Task item:
Find every line of the records that has "form" and return it.
------ Input data ------
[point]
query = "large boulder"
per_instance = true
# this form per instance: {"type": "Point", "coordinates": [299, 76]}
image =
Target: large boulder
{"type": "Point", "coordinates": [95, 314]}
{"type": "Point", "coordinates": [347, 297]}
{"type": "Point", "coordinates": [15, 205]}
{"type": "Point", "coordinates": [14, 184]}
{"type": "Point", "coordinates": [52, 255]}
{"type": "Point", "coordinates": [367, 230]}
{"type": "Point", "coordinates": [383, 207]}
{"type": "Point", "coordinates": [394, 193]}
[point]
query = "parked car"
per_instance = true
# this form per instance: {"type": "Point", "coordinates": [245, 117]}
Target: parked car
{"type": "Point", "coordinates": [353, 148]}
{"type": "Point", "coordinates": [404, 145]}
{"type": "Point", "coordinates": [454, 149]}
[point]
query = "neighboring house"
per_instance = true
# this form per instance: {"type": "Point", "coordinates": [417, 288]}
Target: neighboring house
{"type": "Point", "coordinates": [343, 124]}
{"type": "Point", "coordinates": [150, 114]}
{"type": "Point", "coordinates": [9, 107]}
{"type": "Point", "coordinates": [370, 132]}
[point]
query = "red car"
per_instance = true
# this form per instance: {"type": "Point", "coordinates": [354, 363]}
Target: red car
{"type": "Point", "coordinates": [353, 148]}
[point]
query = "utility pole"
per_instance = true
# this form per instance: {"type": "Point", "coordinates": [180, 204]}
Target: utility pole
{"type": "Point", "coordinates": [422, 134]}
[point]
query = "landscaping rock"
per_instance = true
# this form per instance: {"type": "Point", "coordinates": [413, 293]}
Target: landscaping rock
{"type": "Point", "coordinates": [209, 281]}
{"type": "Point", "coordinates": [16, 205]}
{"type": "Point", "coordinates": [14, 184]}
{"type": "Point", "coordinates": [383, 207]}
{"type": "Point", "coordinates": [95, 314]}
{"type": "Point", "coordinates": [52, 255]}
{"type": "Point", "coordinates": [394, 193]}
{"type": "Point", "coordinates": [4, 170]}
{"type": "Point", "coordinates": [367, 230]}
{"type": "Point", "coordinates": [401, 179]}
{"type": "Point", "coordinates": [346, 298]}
------
Solution:
# this form per instance: {"type": "Point", "coordinates": [299, 76]}
# this form per instance: {"type": "Point", "coordinates": [245, 117]}
# this form per instance: {"type": "Point", "coordinates": [417, 288]}
# this form per instance: {"type": "Point", "coordinates": [354, 363]}
# this form per instance: {"type": "Point", "coordinates": [180, 204]}
# this form per instance: {"type": "Point", "coordinates": [413, 293]}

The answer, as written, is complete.